**DIRECTION:**
Retype all the records with nothing changed.

** BEGIN **

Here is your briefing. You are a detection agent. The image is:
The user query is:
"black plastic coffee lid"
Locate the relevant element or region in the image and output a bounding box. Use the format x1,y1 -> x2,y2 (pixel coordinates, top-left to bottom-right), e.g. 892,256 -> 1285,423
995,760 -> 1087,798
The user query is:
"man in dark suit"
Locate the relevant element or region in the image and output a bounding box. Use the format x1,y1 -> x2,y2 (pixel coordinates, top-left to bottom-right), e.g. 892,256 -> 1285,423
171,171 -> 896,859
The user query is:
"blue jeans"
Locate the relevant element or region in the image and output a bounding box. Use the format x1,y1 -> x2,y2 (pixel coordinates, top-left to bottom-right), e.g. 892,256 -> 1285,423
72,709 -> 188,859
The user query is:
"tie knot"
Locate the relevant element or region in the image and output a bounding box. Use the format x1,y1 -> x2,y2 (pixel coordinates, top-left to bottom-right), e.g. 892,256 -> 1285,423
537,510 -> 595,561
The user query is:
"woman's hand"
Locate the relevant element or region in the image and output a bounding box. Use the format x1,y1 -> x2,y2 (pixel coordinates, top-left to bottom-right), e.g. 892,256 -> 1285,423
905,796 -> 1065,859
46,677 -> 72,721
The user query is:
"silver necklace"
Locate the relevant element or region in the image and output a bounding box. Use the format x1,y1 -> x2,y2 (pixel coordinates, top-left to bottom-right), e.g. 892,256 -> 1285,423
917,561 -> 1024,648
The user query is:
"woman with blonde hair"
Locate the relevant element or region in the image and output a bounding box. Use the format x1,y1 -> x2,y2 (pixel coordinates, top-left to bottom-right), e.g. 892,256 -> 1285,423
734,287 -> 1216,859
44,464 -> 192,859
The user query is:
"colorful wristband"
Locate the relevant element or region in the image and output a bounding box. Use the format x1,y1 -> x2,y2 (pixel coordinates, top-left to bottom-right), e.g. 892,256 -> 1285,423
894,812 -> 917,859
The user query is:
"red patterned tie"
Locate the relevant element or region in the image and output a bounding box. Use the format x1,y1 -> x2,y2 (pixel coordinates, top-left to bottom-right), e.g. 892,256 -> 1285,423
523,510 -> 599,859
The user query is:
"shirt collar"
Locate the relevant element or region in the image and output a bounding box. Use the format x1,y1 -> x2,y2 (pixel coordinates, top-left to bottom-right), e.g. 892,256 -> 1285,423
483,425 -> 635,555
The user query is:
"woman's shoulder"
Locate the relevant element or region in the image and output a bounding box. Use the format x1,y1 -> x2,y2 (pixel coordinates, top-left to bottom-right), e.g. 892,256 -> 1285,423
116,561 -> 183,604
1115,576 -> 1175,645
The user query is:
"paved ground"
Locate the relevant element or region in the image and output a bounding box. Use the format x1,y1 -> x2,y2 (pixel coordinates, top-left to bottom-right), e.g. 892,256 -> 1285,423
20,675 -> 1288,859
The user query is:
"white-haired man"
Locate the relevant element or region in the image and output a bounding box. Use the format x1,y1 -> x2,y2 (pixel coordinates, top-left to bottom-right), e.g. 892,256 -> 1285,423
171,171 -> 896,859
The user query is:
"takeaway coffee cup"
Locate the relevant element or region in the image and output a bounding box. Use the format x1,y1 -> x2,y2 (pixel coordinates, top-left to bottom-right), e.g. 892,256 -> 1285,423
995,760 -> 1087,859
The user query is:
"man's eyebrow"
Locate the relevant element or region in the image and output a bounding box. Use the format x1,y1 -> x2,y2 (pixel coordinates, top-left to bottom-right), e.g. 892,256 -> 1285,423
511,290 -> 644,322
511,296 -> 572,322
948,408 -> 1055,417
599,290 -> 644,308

** END **

**TASK SOLUTION:**
Here is your briefing. You are a detection agent. The image is:
The user query is:
"black plastic coffee lid"
Locate the relevant element or region in the image and output a bounding box. Use the format x1,y1 -> x2,y2 (pixel coordinates, top-left to bottom-right), e.g. 892,256 -> 1285,423
995,760 -> 1087,798
The user query is:
"man in dark suit"
Locate the relevant element or region in the image and output a bounding box. Use the format x1,y1 -> x2,y2 (pixel coordinates, top-left to bottom-right), e.g. 892,256 -> 1285,423
171,171 -> 896,859
The user query is:
"blue jeans"
Locate the relevant element or region in the image and output a bounding box. Use the format x1,y1 -> x2,y2 (pixel coordinates, top-left to bottom-right), e.g. 892,256 -> 1285,423
72,709 -> 188,859
The user query is:
"tie knot"
Locate the relevant element or region in the image and output a bounding box. Use the format x1,y1 -> x2,y2 (pixel coordinates, top-left to bottom-right), e.g. 892,256 -> 1285,423
537,510 -> 595,561
The user query is:
"woman's hand"
Locate the relevant element or region in the image and output a bounding box. Use the format x1,y1 -> x2,y2 (pixel coordinates, top-left to bottom-right), e.g. 892,256 -> 1285,423
905,796 -> 1065,859
46,677 -> 72,721
The user query is:
"silver necklace"
Locate the relevant element or region in the image and output a bounding box. Use the format x1,y1 -> x2,y2 (pixel coordinates, top-left to bottom-right), e.g. 892,256 -> 1285,423
917,561 -> 1024,648
The user query is:
"woman with blonde hair"
Locate the relevant element or region in the image and output a bounding box. Use the format x1,y1 -> x2,y2 (pixel coordinates, top-left to bottom-right), e.g. 892,256 -> 1285,423
734,287 -> 1216,859
44,464 -> 192,859
The user query is:
"colorful wristband"
Locate the relevant element or region in the image and output a bounding box. Use the format x1,y1 -> x2,y2 (pixel coordinates, top-left to bottom-right), e.g. 892,256 -> 1285,423
894,812 -> 917,859
The user query is:
"red patterned tie"
Locate the relevant element or region in the image and output a bounding box. Use the format x1,y1 -> x2,y2 (pixel coordinates, top-left to bottom-right), e.g. 892,256 -> 1285,423
523,510 -> 599,859
The user query is:
"shirt collar"
Locate the relevant element or region in the image and output a bounding box. Use the format x1,y1 -> x2,y2 (pixel coordinates, top-left to bottom-right), e.g. 892,256 -> 1285,423
483,425 -> 635,555
The user query is:
"woman's shoulder"
Locate the relevant element or region in the image and output a bounding box. Use the format x1,y1 -> x2,y2 (pixel coordinates, top-left to bottom-right), e.g. 892,256 -> 1285,423
116,561 -> 183,604
1115,576 -> 1175,645
The user query is:
"paved ground"
Locate the relevant element or region in the image and output a bounding box. Use the format x1,y1 -> x2,y2 (pixel coordinates, top-left to bottom-right), e.g. 892,256 -> 1285,423
20,675 -> 1288,859
The user query is:
"white-haired man"
Locate the relevant element or region in the image and output a bounding box. Use the format x1,y1 -> x2,y2 (pixel coordinates, top-left to bottom-right), e.g. 892,256 -> 1285,423
171,171 -> 896,859
The user query is:
"takeaway coffee cup"
Locate the relevant element or region in the image and output a bounding box. Use the format x1,y1 -> x2,y2 (pixel coordinates, top-left to bottom-right), e.g. 892,256 -> 1285,423
995,760 -> 1087,859
The user query is:
"man's eyebrow"
Locate the relevant element or region in the image and output a bounding box. Use the format x1,y1 -> x2,y2 (pixel coordinates, top-left to bottom-right), e.g. 892,256 -> 1285,423
511,290 -> 644,322
511,296 -> 572,322
948,408 -> 1055,417
599,290 -> 644,308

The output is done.